• **Prompt 1**
In the C++ formatting discussion, why did the commenter who re-implemented parts of the standard library first keep {fmt}? Answer in one to three sentences.
• **Prompt 2**
Rewrite the listing from the line containing "Where can you spot the colorful" through the end of the listing, changing "marker" to "pin" and leaving everything else the same.

• **Document extract**
------
BTW, I don't see a benefit to use a non-owning String_Buffer over std::string (or std::string_view) in this context.
The subtext is a resource constrained system where std::format is considered too heavyweight. In that scenario, explicit non-automatic memory management is a benefit. It could still leverage std::string_view and be agnostic on the topic.
I have recently started re-implementing parts of the standard library myself just to improve compile times (and I did - massively!), but I purposely kept {fmt} around, because I think it's a great library and I thought it would be as fast to compile as you could possibly make it (it likely still is considering what it can do). Also because the dev put a lot of effort into optimizing compile times [1] and seems to be much smarter than me. So I made benchmark to prove you wrong and show you it's not that easy. But it turns out formatting a couple of numbers and strings is much faster with your basic formatting library [2] [3].
Comparing using `hyperfine --warmup 3 "g++ FILE.cpp"` (and some flags for fmt) I get 72ms vs 198ms. So I changed my mind and might take a crack at replacing {fmt} as well. Cool stuff! Thank you.
[1] https://vitaut.net/posts/2024/faster-cpp-compile-times/
[2] https://godbolt.org/z/3YaovhrjP bench-fmt.cpp
[3] https://godbolt.org/z/qMfM39P3q bench-rikifmt.cpp
rikifmt only supports the default formatting which is somewhat limited and in the current implementation cannot even format std::string or FP numbers without data loss. Once more functionality is added the variadic template approach will quickly become the limiting factor both for build speed and binary size. But for toy examples you can definitely do better.
I'm lost at the first line of code:
char buffer[64];
And then it's not used anywhere!
I was curious about the "Why not printf" section, but I found code I don't understand there, too. For example this admittedly non-working snippet is cited as idiomatic:
char str[4] = {0};
int cursor = 0;
cursor += snprintf(str, sizeof str, "hello ");
cursor += snprintf(str, sizeof str, "world!");
Of corse this doesn't work (if the intent was to assemble the "hello world!" string, of which I'm not entirely sure), but not for the reason stated in TFA. You need to actually use cursor, not merely set it! :)
Nice. I think most people have tried doing something like this in C++ at some point.
------
[Location identification entries]
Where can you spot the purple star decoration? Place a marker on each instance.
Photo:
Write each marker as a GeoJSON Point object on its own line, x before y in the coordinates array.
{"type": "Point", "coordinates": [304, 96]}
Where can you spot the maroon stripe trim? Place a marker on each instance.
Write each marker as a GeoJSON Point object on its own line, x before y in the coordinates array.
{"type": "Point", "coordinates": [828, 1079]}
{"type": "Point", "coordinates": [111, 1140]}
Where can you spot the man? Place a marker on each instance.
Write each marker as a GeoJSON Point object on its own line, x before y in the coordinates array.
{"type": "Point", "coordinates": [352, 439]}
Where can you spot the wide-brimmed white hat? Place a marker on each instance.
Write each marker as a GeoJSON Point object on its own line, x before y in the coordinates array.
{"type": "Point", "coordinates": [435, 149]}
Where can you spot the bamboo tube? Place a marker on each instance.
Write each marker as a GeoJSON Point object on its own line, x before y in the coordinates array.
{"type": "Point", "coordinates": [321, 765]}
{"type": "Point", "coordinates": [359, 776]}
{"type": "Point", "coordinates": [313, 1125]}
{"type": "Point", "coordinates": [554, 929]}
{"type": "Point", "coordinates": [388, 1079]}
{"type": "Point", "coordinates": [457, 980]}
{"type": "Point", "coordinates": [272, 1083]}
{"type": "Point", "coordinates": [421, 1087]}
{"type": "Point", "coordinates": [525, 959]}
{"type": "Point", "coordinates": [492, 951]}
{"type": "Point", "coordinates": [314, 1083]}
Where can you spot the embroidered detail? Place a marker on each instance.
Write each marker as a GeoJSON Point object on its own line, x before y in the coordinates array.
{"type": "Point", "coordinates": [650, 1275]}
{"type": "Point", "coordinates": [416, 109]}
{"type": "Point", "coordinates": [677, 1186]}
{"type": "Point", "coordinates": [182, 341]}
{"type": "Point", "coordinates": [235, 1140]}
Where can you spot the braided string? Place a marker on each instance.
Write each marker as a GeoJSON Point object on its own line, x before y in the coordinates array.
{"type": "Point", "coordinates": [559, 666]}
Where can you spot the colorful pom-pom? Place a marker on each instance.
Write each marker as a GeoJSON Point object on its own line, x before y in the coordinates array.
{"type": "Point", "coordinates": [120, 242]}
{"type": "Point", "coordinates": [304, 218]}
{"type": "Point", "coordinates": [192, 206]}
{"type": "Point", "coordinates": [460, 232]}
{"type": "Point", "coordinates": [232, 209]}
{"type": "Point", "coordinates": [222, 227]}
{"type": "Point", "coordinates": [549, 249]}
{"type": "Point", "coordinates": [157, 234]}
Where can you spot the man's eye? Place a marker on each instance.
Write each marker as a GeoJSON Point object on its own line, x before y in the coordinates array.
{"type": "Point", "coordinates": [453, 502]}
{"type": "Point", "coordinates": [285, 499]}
------
• **Correct output 1**
They considered {fmt} a great library and thought it was as fast to compile as a library could be made, probably still so given what it can do. They also noted that its developer had put a lot of effort into optimizing compile times and seemed much smarter than them.

• **Correct output 2**
Where can you spot the colorful pom-pom? Place a pin on each instance.
Write each pin as a GeoJSON Point object on its own line, x before y in the coordinates array.
{"type": "Point", "coordinates": [120, 242]}
{"type": "Point", "coordinates": [304, 218]}
{"type": "Point", "coordinates": [192, 206]}
{"type": "Point", "coordinates": [460, 232]}
{"type": "Point", "coordinates": [232, 209]}
{"type": "Point", "coordinates": [222, 227]}
{"type": "Point", "coordinates": [549, 249]}
{"type": "Point", "coordinates": [157, 234]}
Where can you spot the man's eye? Place a pin on each instance.
Write each pin as a GeoJSON Point object on its own line, x before y in the coordinates array.
{"type": "Point", "coordinates": [453, 502]}
{"type": "Point", "coordinates": [285, 499]}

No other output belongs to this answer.